On 4 April 2011 23:48, Roel van Dijk
* Proposal
The Haskell 2010 language specification states that: "Haskell uses the Unicode character set" [2]. It does not state what encoding should be used. This means, strictly speaking, it is not possible to reliably exchange Haskell source files on the byte level.
I propose to make UTF-8 the only allowed encoding for Haskell source files. Implementations must discard an initial Byte Order Mark (BOM) if present [3].
* Next step
Discussion! There was already some discussion on the haskell-cafe mailing list [7].

SHORT TASK 1 =>
Answer these questions about the Haskell encoding proposal:
(a) Which character set does the Haskell 2010 language specification say Haskell uses?
(b) What must implementations discard from a source file if it is present?
(c) On which mailing list had some discussion already taken place?
SHORT TASK 2 => Extract every line of the entries that contains the word "utility". Match case.
The Haskell encoding proposal and the entries have no connection to each other.

Records from a pointing dataset =>
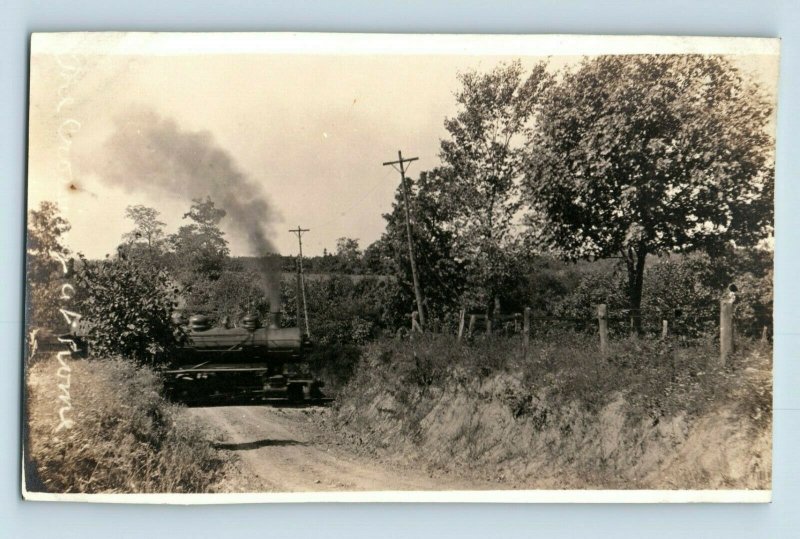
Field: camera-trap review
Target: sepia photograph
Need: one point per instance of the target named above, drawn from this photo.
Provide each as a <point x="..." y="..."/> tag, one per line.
<point x="376" y="267"/>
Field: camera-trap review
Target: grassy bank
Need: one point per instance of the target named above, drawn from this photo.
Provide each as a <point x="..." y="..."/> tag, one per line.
<point x="650" y="415"/>
<point x="125" y="436"/>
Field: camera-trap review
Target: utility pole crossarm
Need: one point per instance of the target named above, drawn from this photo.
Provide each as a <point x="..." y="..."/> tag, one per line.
<point x="417" y="289"/>
<point x="299" y="232"/>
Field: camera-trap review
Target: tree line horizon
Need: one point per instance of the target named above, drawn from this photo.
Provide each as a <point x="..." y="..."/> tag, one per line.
<point x="619" y="158"/>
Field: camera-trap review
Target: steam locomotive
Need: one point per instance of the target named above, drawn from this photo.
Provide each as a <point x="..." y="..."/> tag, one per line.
<point x="247" y="358"/>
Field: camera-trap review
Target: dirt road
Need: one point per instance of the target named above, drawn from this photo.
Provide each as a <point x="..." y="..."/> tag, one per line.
<point x="281" y="451"/>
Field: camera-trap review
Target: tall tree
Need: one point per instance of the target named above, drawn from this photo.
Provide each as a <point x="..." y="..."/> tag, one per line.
<point x="483" y="163"/>
<point x="145" y="242"/>
<point x="200" y="248"/>
<point x="147" y="228"/>
<point x="45" y="246"/>
<point x="640" y="155"/>
<point x="441" y="271"/>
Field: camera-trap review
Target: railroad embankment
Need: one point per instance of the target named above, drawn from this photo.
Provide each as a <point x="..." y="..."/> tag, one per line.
<point x="651" y="415"/>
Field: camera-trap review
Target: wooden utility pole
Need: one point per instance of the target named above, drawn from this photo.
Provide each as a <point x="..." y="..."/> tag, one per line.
<point x="602" y="322"/>
<point x="299" y="231"/>
<point x="417" y="290"/>
<point x="725" y="330"/>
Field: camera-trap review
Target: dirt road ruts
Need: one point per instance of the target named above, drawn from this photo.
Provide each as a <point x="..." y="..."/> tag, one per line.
<point x="280" y="452"/>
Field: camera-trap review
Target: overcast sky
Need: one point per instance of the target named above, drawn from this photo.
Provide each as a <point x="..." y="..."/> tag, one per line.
<point x="312" y="131"/>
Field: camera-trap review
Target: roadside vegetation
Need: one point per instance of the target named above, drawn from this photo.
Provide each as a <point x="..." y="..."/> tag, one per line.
<point x="642" y="183"/>
<point x="651" y="415"/>
<point x="125" y="436"/>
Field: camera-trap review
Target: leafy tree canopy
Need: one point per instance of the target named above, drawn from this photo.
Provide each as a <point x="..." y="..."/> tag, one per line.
<point x="46" y="229"/>
<point x="483" y="162"/>
<point x="635" y="155"/>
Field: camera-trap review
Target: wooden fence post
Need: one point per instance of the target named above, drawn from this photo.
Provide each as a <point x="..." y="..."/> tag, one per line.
<point x="725" y="330"/>
<point x="602" y="322"/>
<point x="526" y="328"/>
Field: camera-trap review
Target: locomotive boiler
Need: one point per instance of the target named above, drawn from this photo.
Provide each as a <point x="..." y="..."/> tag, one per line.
<point x="250" y="357"/>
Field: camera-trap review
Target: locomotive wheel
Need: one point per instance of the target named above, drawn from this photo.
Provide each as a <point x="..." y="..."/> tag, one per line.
<point x="294" y="393"/>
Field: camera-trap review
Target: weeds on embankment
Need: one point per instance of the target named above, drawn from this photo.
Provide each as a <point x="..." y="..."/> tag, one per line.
<point x="652" y="414"/>
<point x="125" y="436"/>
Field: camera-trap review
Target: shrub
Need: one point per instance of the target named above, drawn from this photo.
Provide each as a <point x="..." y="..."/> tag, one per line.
<point x="127" y="307"/>
<point x="125" y="436"/>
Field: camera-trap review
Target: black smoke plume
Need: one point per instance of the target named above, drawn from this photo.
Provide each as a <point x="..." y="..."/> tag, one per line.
<point x="150" y="153"/>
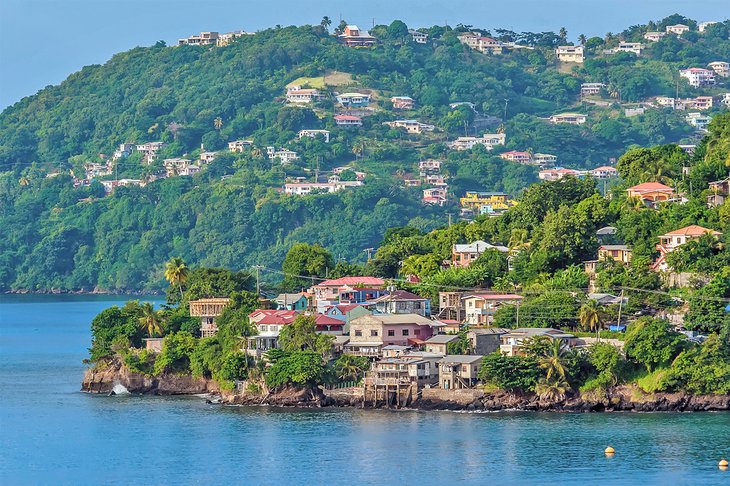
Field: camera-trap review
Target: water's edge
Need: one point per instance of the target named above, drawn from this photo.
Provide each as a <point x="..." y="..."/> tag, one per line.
<point x="620" y="398"/>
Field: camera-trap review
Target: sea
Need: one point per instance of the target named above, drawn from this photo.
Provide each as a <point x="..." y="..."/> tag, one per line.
<point x="51" y="433"/>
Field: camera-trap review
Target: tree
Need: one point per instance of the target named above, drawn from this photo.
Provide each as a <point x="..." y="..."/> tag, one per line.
<point x="304" y="261"/>
<point x="349" y="367"/>
<point x="301" y="335"/>
<point x="176" y="272"/>
<point x="652" y="343"/>
<point x="150" y="321"/>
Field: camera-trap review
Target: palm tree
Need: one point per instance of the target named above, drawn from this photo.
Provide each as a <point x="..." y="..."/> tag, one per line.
<point x="326" y="22"/>
<point x="176" y="272"/>
<point x="590" y="316"/>
<point x="552" y="360"/>
<point x="552" y="390"/>
<point x="150" y="320"/>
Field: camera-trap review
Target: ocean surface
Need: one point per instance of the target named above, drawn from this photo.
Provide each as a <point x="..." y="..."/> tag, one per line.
<point x="50" y="433"/>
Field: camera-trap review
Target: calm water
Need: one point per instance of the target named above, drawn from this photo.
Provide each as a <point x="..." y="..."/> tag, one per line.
<point x="50" y="433"/>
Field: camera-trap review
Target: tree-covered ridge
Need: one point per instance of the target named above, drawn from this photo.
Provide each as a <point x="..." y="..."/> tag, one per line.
<point x="233" y="215"/>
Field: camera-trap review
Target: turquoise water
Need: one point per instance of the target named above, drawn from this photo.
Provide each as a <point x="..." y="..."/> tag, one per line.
<point x="50" y="433"/>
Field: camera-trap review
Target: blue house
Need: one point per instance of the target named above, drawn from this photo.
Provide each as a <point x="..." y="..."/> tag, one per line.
<point x="295" y="302"/>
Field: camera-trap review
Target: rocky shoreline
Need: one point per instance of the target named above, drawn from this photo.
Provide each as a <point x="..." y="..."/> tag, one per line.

EXPECTED OUTPUT 1 =>
(a) The Unicode character set.
(b) An initial Byte Order Mark (BOM).
(c) The haskell-cafe mailing list.

EXPECTED OUTPUT 2 =>
Target: utility pole crossarm
Target: wooden utility pole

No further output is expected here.